_Exercise directions_
Each line with the word "person" must appear in the answer, copied from the records.

*** Opening of Given records ***

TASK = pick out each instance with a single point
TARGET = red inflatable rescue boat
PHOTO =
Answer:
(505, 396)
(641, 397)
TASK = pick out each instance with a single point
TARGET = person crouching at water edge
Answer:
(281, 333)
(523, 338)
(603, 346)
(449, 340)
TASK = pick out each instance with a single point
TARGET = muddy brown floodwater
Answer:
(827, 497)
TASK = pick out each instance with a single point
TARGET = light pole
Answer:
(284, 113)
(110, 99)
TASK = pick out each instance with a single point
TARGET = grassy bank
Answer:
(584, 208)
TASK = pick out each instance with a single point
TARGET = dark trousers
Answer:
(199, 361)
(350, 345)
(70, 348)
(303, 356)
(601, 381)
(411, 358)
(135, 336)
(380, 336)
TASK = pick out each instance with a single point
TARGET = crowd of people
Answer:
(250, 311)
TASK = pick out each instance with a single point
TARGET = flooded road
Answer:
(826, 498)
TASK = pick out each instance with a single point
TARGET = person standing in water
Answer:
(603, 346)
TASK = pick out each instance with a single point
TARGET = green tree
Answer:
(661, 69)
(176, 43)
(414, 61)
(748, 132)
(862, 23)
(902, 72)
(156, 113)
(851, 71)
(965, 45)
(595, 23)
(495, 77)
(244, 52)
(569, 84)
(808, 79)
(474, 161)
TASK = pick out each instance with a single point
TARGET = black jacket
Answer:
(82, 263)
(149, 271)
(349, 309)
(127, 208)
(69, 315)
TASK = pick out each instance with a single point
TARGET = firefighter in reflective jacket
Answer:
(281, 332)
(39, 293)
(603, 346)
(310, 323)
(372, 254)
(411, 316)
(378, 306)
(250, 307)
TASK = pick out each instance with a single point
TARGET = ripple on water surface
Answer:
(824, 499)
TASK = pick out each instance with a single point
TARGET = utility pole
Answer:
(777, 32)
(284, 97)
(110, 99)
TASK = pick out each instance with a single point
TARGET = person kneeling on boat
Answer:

*** Close of Given records ***

_Written answer_
TARGET = person crouching at water edge
TARGET = person standing in water
TARGET = person kneeling on boat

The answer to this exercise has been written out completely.